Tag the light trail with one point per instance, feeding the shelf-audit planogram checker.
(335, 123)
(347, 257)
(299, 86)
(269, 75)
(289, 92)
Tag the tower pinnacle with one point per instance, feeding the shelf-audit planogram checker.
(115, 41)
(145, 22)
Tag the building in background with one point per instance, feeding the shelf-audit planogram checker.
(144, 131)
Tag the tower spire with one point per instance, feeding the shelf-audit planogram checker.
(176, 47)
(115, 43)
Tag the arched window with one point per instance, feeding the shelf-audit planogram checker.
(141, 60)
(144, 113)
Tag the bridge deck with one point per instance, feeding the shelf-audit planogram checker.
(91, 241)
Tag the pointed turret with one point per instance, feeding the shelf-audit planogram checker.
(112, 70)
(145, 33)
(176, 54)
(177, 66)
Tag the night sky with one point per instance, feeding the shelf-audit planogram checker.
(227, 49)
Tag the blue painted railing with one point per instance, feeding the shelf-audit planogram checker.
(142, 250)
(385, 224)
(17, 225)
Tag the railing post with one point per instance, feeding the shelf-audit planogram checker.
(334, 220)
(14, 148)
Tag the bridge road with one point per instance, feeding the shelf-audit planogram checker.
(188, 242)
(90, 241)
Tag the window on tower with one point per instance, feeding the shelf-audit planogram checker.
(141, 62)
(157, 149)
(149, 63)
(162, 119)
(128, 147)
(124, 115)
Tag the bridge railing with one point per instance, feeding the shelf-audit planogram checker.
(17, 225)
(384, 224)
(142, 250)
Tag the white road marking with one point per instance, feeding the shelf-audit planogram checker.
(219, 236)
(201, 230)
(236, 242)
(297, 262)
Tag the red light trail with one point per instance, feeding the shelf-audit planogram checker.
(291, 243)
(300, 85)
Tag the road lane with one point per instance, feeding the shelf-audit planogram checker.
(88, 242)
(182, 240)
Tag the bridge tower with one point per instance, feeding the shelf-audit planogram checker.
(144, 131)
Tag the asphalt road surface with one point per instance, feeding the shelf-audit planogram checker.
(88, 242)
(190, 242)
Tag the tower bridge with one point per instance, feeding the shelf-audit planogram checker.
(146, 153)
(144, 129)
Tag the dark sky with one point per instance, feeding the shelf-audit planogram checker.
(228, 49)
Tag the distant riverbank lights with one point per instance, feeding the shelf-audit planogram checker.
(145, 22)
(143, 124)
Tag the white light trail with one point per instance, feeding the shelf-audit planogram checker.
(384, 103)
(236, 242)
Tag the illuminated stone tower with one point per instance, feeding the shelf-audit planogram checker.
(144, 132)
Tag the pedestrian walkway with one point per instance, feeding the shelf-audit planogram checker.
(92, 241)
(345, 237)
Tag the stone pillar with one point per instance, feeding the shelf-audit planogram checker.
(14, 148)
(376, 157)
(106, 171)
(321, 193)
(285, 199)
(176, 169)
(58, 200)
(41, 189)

### Aim of the exercise
Reproduce the data shown above exactly.

### Exercise solution
Tag the light trail with one point per instance, feeding the shelf-audit planogram checker.
(335, 123)
(347, 257)
(299, 86)
(269, 75)
(289, 92)
Tag the tower pinnacle with one point per instance, feeding the shelf-audit planogram checker.
(115, 41)
(145, 22)
Tag the building in background with one point per instance, feeding the shelf-audit planogram checker.
(144, 131)
Tag the tower spire with one point per instance, feeding the shelf-audit planogram checker.
(176, 47)
(115, 43)
Tag the arched window with one point per instance, feeding the shelf-audit planogram checker.
(141, 60)
(144, 113)
Tag the bridge deck with one point per instance, feeding the shelf-audit planogram checker.
(91, 241)
Tag the pointed turret with one point per instance, feeding the shelf-audit planogram checker.
(112, 70)
(145, 33)
(176, 54)
(177, 66)
Tag the night sky with one point per instance, feeding the shelf-audit planogram checker.
(227, 49)
Tag the blue painted railing with one point per instance, feeding the shelf-audit planogram checker.
(142, 250)
(385, 224)
(17, 225)
Tag the railing post with one point per instance, feeding the shelf-audit planogram checker.
(334, 220)
(14, 148)
Tag the bridge road with one point per instance, feeding the shelf-audit planogram checker.
(188, 242)
(90, 241)
Tag the window on tower with one point per instance, feeding the shelf-audit planogram checker.
(141, 62)
(157, 149)
(149, 63)
(162, 119)
(128, 147)
(124, 115)
Tag the bridge railing with one point per instance, feeding the shelf-audit planogram checker.
(17, 225)
(384, 224)
(142, 250)
Tag the white road marking with one point per instance, feeding the shelf-audit planogram checker.
(219, 236)
(201, 230)
(236, 242)
(297, 262)
Tag the red light trail with one point per instance, feeding the shelf-audit planogram checker.
(291, 243)
(300, 85)
Tag the road lane with one point per instance, feeding the shelf-audit planogram checker.
(88, 242)
(182, 240)
Tag the bridge tower with one point per instance, feeding the shelf-audit planogram checker.
(144, 131)
Tag the asphalt road surface with one point per instance, feeding the shelf-audit planogram checker.
(88, 242)
(190, 242)
Tag the tower bridge with one point per instance, feeding the shelf-audit planogram checker.
(146, 153)
(144, 129)
Tag the dark sky with one point per instance, feeding the shelf-audit planogram checker.
(228, 49)
Tag the distant riverbank lights with one point per instance, feeding the shelf-audit planogram checker.
(145, 22)
(143, 124)
Tag the white light trail with one point per instance, feeding the shelf-audit planogram checker.
(384, 103)
(236, 242)
Tag the illuminated stone tower with one point per instance, feeding the shelf-audit planogram checker.
(144, 132)
Tag the pedestrian walkway with one point per instance, feeding the shelf-audit planogram checker.
(92, 241)
(345, 237)
Tag the stone pillar with one point per instance, feeding the shelf-audit planogram checker.
(14, 148)
(376, 157)
(106, 171)
(321, 193)
(285, 199)
(176, 169)
(58, 200)
(41, 189)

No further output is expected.